--- begin ---
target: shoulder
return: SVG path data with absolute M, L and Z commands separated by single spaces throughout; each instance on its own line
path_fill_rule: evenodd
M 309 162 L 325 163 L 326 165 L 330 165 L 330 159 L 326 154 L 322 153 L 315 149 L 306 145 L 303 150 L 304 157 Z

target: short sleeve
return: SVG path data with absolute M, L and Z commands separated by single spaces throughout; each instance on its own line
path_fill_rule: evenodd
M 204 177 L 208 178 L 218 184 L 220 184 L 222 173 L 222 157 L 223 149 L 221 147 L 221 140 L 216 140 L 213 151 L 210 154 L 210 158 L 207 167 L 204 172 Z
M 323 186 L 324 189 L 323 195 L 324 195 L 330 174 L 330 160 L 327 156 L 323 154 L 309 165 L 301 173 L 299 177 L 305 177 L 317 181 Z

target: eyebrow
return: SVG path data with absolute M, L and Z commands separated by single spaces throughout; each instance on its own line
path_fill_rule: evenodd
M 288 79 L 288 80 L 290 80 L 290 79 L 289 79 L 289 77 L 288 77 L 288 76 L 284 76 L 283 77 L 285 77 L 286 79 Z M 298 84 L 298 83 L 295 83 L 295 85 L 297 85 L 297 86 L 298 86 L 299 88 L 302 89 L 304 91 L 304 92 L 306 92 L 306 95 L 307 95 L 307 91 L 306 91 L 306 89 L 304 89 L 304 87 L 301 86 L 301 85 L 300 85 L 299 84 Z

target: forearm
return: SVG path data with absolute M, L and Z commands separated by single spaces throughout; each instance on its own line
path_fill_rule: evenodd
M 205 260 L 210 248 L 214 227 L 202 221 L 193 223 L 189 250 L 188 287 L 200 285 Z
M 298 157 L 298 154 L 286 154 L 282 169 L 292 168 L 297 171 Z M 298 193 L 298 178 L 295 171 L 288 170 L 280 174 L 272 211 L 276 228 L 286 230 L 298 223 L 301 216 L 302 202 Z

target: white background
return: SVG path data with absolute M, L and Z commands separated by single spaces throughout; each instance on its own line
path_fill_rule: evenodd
--- end ---
*DIRECTION*
Render each nonblank line of the data above as a row of a Markdown table. Use two columns, Row for the row number and Line for the line itself.

*SOLUTION TO THIS TASK*
| Row | Line |
|---|---|
| 1 | target: shoulder |
| 2 | return: SVG path data with absolute M, L and Z commands separated by single spaces throughout; each instance on its own line |
| 3 | path_fill_rule: evenodd |
| 4 | M 309 162 L 325 163 L 326 165 L 330 165 L 330 159 L 326 154 L 322 153 L 315 149 L 306 145 L 303 150 L 304 157 Z |
| 5 | target: short sleeve |
| 6 | return: SVG path data with absolute M, L and Z commands separated by single spaces throughout; each instance on its own line |
| 7 | path_fill_rule: evenodd |
| 8 | M 204 177 L 208 178 L 218 184 L 220 184 L 222 173 L 222 157 L 223 149 L 221 147 L 221 140 L 216 140 L 213 151 L 210 154 L 210 158 L 207 167 L 204 172 Z |
| 9 | M 323 186 L 324 189 L 323 195 L 324 195 L 330 174 L 330 160 L 327 156 L 323 154 L 309 165 L 301 173 L 299 177 L 305 177 L 317 181 Z |
| 10 | target: eyebrow |
| 11 | return: SVG path data with absolute M, L and Z commands separated by single spaces throughout; each instance on its own line |
| 12 | path_fill_rule: evenodd |
| 13 | M 288 79 L 288 80 L 290 80 L 290 79 L 289 79 L 289 77 L 288 77 L 288 76 L 284 76 L 283 77 L 285 77 L 286 79 Z M 298 84 L 298 83 L 295 83 L 295 85 L 297 85 L 297 86 L 298 86 L 299 88 L 302 89 L 304 91 L 304 92 L 306 92 L 306 95 L 307 95 L 307 91 L 306 91 L 306 89 L 304 89 L 304 87 L 301 86 L 301 85 L 300 85 L 299 84 Z |
| 14 | target: forearm |
| 15 | return: SVG path data with absolute M, L and Z commands separated by single spaces throughout; each instance on its own line |
| 16 | path_fill_rule: evenodd |
| 17 | M 205 260 L 210 248 L 214 227 L 202 221 L 193 223 L 189 250 L 188 287 L 200 285 Z |
| 18 | M 298 157 L 298 154 L 286 154 L 282 169 L 292 168 L 297 171 Z M 298 193 L 298 178 L 295 171 L 288 170 L 280 174 L 272 211 L 276 228 L 286 230 L 298 223 L 301 216 L 302 202 Z |
| 19 | target: white background |
| 20 | return: SVG path data with absolute M, L and Z commands separated by single spaces throughout; each instance on its own line |
| 21 | path_fill_rule: evenodd |